**Extracted information**.
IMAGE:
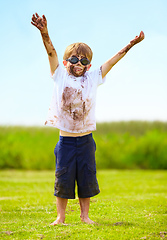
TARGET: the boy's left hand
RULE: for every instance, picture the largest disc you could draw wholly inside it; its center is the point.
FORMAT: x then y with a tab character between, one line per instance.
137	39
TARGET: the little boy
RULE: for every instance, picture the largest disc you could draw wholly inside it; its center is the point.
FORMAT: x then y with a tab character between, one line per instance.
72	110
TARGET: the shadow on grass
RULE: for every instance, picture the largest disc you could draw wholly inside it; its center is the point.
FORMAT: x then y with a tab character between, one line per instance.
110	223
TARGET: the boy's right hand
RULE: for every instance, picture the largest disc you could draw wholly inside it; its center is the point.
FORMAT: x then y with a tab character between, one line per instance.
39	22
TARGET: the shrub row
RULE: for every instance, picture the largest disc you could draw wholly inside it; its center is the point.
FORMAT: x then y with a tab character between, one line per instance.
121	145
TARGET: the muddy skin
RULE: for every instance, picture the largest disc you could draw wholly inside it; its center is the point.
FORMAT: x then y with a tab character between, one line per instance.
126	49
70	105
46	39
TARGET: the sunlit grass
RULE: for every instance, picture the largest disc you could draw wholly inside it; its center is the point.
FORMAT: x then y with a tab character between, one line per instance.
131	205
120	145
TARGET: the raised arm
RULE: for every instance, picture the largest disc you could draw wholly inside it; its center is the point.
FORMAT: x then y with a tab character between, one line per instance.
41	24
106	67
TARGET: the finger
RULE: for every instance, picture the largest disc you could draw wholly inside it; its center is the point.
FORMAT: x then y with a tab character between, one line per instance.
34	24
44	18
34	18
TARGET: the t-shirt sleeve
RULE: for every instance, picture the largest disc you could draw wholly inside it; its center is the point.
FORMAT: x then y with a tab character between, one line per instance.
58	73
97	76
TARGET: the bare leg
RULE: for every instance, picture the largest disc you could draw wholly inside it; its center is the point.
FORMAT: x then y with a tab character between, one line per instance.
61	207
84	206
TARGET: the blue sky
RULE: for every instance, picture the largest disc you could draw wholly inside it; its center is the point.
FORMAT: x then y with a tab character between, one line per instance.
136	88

---

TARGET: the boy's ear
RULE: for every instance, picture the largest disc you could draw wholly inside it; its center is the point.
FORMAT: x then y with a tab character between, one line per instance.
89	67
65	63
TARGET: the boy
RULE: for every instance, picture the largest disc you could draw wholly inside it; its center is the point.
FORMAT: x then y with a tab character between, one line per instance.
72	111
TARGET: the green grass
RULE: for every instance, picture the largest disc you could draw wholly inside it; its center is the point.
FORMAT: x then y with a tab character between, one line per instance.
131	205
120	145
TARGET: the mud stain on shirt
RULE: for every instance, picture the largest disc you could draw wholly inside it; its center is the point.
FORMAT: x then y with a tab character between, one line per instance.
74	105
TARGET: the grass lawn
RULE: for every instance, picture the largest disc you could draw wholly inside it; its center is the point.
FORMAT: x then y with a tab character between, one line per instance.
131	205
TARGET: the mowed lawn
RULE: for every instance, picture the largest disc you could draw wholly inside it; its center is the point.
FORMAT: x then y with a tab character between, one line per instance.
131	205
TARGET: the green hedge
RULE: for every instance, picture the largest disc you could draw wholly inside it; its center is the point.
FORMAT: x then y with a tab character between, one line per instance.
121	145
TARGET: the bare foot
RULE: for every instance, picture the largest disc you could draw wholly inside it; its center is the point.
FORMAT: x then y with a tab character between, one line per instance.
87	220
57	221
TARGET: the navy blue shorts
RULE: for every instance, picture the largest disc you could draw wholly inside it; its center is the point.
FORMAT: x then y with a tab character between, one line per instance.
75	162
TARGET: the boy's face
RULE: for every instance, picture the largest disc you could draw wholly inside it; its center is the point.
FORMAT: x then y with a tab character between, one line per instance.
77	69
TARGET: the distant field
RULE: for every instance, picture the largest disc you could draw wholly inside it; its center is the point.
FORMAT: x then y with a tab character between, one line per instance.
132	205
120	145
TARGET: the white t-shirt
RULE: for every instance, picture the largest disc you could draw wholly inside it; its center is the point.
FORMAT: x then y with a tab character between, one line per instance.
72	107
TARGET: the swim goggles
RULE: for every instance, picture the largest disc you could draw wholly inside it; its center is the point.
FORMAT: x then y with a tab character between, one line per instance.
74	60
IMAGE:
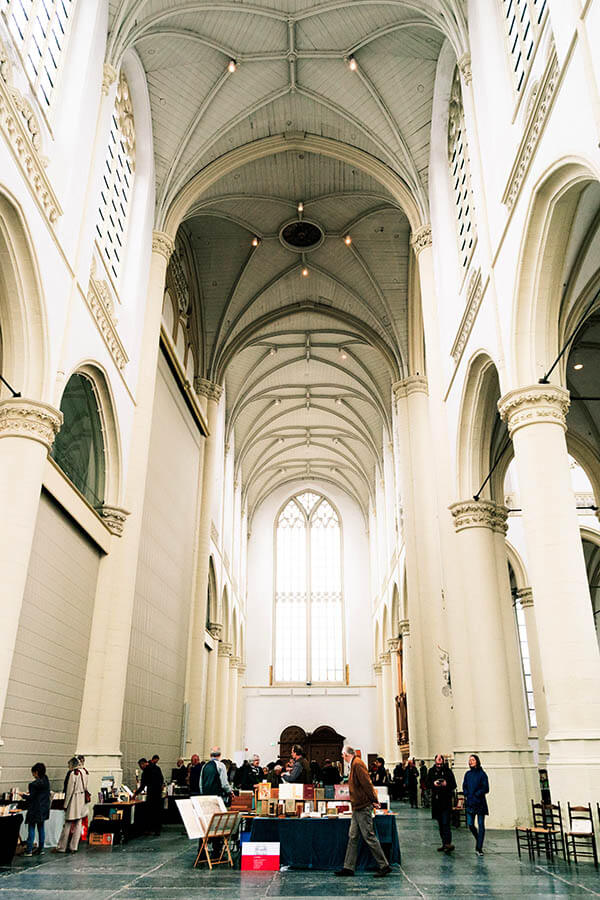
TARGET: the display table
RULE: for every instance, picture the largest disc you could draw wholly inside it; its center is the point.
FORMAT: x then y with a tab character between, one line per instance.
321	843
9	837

**What is required**. From the listing, copy every line where the string "shirt" appears.

**Answer space**.
TARGET: the t-shirt sleeve
TARGET: the mud stain on shirt
TARGET: the white t-shirt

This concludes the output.